Extract to read →
NATURE of HABITUAL PROCESSES/ADDICTION
Psychologist have exposed that 40% to 95% of our regular activities as humans are done out of a habit or at least influenced by habit. Thoughtlessly opening a bag of popcorn while seeing a movie, eating when you are bored or sad, exercising at the same time every day, reacting a certain way to the occurrence of a particular cue, are some examples of habitual processes. Yet, most of us think of habits as, some very dangerous activities performed by some members of the society to their peril; Such activities as smoking, alcoholism, gambling etc., we often hastily generalize as alone belonging to a class of human behavior called, “habit”. Hence, the importance of this article, which is aimed at giving us an eye-opening tour into the world of habit.
A PEEK INTO THE DEFINITION OF TERMS
We have succeeded in giving a brief of what habit is not; therefore, the question remains what then can we identify as habit and how does it develop?

Directive 1 →
Rewrite the paragraph of the habits text that begins "Psychologist have exposed" as a short bulleted list that keeps its main facts.
Directive 2 →
Answer these questions from the habits text, one line each:
(a) What range of our regular activities is said to be done out of habit or influenced by it?
(b) Which harmful activities do people often treat as the only habits?
(c) What two questions come up under the heading about the definition of terms?

Stored rows →
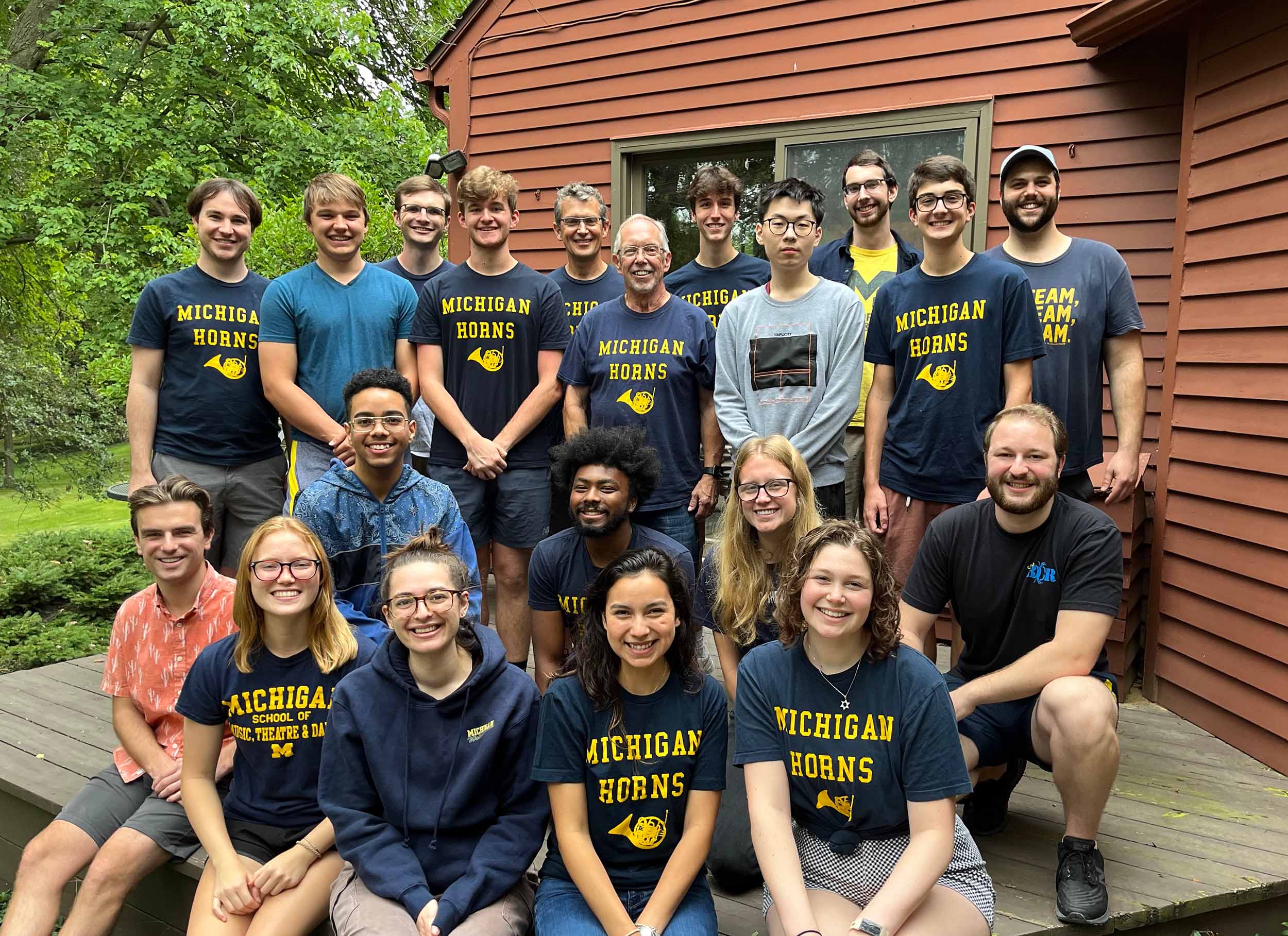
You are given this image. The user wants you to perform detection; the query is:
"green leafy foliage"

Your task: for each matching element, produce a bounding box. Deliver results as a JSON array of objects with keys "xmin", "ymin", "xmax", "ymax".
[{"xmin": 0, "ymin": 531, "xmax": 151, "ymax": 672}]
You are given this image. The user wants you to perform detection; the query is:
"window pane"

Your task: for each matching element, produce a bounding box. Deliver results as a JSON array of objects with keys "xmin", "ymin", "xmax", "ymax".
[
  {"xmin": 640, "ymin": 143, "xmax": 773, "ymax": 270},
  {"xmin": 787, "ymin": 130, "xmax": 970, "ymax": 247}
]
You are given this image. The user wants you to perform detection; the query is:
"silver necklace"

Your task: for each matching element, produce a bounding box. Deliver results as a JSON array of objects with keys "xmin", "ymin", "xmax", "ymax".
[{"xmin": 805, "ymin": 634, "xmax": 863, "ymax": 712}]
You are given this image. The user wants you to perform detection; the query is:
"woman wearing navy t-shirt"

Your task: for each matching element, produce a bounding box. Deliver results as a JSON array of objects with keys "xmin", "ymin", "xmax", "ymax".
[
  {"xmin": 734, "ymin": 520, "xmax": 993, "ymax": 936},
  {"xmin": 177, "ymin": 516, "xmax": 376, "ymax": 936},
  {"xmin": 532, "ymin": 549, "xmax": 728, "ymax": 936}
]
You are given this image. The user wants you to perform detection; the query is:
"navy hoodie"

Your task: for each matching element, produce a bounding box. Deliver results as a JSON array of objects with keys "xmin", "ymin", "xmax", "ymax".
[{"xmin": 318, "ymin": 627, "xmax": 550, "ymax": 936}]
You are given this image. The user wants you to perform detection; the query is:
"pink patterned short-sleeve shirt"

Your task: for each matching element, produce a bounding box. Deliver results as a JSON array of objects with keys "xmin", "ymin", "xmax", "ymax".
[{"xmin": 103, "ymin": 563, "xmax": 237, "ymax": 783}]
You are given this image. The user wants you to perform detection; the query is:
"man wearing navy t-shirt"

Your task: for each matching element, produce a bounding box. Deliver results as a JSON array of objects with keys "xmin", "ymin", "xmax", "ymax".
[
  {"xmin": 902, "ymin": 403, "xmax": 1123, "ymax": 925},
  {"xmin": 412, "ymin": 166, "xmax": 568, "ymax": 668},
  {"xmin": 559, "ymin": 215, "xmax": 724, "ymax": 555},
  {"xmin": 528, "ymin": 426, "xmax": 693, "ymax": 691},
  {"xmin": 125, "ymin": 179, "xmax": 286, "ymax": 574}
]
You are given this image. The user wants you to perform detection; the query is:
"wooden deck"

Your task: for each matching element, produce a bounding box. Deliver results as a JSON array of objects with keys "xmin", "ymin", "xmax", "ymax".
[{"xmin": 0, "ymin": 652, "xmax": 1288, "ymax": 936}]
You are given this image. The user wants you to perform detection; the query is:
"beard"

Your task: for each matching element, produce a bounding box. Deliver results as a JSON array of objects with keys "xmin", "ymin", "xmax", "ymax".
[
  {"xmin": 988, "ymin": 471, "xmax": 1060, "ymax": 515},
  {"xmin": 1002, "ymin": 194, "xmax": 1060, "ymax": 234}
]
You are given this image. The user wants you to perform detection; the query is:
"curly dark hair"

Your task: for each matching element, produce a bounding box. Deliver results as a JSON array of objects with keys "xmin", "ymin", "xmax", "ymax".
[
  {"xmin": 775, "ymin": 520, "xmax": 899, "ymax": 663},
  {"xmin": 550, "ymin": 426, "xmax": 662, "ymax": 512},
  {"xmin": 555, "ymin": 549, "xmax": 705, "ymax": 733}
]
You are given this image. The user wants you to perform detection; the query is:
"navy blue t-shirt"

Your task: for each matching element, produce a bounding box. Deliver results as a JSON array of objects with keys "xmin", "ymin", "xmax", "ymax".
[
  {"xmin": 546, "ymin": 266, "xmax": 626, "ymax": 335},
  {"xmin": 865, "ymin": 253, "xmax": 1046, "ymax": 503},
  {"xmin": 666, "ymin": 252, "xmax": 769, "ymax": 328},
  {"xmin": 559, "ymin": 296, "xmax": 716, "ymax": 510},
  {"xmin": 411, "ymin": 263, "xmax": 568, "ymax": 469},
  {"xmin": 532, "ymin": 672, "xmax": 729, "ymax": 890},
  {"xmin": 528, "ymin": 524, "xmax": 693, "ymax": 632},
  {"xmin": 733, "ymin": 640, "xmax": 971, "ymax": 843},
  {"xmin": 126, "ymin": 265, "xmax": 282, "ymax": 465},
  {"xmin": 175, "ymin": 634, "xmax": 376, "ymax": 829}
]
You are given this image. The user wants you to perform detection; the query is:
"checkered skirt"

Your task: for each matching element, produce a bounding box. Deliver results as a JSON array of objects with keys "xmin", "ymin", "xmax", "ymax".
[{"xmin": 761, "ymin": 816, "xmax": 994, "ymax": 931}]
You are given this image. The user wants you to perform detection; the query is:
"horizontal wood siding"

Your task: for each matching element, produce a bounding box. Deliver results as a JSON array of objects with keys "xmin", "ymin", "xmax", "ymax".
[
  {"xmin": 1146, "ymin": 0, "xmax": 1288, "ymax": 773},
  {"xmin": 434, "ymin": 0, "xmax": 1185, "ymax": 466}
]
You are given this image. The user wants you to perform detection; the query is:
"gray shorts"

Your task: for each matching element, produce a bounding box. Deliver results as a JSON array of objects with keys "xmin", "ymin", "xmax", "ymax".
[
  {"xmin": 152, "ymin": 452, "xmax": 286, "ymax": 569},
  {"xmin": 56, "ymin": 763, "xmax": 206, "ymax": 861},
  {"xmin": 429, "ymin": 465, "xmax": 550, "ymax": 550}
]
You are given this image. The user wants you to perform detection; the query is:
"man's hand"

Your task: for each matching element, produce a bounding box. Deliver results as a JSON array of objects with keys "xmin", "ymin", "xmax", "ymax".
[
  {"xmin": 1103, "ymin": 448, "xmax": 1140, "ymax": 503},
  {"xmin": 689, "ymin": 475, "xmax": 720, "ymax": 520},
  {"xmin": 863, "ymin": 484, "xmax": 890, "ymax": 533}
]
* * *
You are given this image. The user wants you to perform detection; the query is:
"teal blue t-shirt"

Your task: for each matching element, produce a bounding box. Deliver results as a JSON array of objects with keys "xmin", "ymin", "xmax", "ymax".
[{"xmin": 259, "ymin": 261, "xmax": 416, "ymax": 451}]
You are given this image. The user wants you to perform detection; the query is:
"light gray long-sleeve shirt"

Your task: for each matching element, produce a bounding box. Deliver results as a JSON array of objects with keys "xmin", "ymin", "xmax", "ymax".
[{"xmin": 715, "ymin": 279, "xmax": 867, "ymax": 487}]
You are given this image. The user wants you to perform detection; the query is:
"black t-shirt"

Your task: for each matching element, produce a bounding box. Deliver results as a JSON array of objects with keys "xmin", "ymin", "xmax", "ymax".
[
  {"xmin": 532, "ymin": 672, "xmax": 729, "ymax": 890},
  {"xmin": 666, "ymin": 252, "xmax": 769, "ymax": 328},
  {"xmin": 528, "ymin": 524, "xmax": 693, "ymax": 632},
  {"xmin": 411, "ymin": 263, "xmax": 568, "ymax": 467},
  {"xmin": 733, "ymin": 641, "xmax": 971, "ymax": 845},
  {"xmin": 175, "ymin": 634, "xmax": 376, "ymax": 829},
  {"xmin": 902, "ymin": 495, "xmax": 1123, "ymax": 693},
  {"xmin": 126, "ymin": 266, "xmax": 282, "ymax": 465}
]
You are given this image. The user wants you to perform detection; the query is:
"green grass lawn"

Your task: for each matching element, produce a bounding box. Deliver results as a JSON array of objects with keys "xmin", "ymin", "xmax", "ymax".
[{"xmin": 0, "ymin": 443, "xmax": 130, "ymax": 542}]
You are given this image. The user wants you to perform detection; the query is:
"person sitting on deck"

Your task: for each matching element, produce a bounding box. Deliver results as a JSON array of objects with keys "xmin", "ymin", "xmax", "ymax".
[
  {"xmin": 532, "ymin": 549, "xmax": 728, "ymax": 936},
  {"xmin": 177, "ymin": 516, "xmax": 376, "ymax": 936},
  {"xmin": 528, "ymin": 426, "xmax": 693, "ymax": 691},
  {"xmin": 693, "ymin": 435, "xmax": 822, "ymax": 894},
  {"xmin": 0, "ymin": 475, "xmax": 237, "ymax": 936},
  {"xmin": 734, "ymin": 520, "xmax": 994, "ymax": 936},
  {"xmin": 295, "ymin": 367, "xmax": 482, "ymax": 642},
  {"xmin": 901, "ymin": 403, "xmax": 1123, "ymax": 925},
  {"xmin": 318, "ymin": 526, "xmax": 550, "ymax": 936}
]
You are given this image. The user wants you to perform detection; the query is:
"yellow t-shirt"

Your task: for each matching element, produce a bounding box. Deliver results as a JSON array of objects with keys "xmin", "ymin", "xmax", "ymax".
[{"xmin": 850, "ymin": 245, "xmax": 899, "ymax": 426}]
...
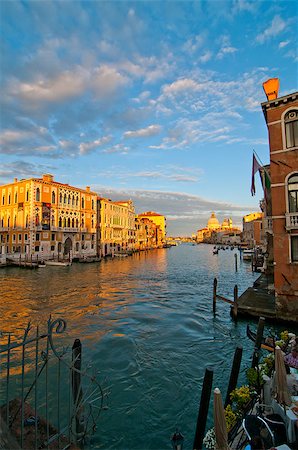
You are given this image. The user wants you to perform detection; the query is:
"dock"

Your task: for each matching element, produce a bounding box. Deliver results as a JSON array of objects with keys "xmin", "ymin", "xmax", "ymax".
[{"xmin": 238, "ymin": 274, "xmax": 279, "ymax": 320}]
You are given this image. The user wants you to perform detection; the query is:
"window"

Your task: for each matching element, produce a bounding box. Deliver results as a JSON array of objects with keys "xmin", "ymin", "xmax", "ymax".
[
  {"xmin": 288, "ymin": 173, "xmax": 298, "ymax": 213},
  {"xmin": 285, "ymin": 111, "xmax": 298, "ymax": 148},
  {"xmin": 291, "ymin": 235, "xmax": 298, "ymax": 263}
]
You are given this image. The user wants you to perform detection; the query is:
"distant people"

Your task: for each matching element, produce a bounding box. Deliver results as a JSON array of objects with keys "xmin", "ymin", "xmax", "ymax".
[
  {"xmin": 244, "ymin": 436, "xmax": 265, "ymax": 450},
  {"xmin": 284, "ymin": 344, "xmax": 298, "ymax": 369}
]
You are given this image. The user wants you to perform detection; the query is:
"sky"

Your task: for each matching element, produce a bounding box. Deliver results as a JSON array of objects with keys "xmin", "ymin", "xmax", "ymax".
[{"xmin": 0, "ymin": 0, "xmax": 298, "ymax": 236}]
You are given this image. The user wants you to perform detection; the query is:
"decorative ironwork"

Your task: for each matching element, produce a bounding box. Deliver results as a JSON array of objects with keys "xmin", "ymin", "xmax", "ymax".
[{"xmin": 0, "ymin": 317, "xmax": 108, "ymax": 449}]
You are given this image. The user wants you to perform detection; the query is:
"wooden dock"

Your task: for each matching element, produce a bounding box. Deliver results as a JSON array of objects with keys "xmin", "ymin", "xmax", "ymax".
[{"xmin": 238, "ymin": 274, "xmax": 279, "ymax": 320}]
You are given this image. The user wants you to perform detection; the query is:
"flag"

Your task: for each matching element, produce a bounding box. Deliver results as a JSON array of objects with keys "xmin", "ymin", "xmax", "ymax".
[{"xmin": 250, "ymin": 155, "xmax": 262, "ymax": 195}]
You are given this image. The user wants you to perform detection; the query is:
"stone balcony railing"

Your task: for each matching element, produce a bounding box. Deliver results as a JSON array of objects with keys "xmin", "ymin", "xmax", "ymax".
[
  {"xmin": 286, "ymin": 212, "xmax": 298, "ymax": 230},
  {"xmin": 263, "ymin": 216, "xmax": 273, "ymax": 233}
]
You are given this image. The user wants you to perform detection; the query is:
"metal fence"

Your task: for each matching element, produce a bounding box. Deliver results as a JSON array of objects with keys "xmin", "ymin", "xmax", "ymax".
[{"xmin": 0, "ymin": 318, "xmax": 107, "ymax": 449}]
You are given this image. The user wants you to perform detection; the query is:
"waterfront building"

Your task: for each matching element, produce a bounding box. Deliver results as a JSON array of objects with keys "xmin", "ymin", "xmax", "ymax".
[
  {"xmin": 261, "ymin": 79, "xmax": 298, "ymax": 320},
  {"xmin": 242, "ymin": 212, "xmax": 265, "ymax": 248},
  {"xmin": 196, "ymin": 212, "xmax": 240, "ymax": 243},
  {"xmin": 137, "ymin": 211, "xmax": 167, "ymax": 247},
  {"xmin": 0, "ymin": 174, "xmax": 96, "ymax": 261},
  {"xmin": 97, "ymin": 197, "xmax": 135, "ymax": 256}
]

Full output 1 →
- Psychologists have found that 40% to 95% of regular human activities are done out of habit or are at least influenced by it.
- Examples of habitual processes include opening a bag of popcorn without thinking during a movie, eating when bored or sad, exercising at the same time every day, and reacting a certain way to a particular cue.
- Most people think of habits only as dangerous activities, such as smoking, alcoholism and gambling, that some people do to their own harm.
- The article aims to give an eye-opening tour of the world of habit.

Full output 2 →
(a) 40% to 95%.
(b) Smoking, alcoholism and gambling.
(c) What can be identified as habit, and how does it develop?